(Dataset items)
□ □ □ □ □ □ □

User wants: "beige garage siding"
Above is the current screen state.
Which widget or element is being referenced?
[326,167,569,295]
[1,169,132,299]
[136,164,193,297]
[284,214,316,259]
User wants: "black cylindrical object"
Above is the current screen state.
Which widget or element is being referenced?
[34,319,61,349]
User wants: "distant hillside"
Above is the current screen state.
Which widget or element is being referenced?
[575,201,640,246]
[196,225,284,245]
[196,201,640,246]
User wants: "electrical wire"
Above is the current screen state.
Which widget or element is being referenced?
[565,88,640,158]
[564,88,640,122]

□ □ □ □ □ □ □

Return each line of the listing above word for word, without changing anything.

Answer to the exercise:
User wants: "beige garage siding"
Above is the current screen state.
Which widget or element is being referenced?
[326,167,569,295]
[1,169,132,299]
[136,164,193,297]
[284,214,316,259]
User wants: "black cylindrical object"
Above is the current screen state.
Which widget or element is being referenced?
[34,319,61,349]
User wants: "distant hillside"
Above is the current screen state.
Which widget or element is being referenced?
[575,201,640,246]
[196,225,284,245]
[196,201,640,246]
User wants: "electrical wire"
Above is the current screen state.
Which widget or element is being referenced?
[565,88,640,158]
[564,88,640,122]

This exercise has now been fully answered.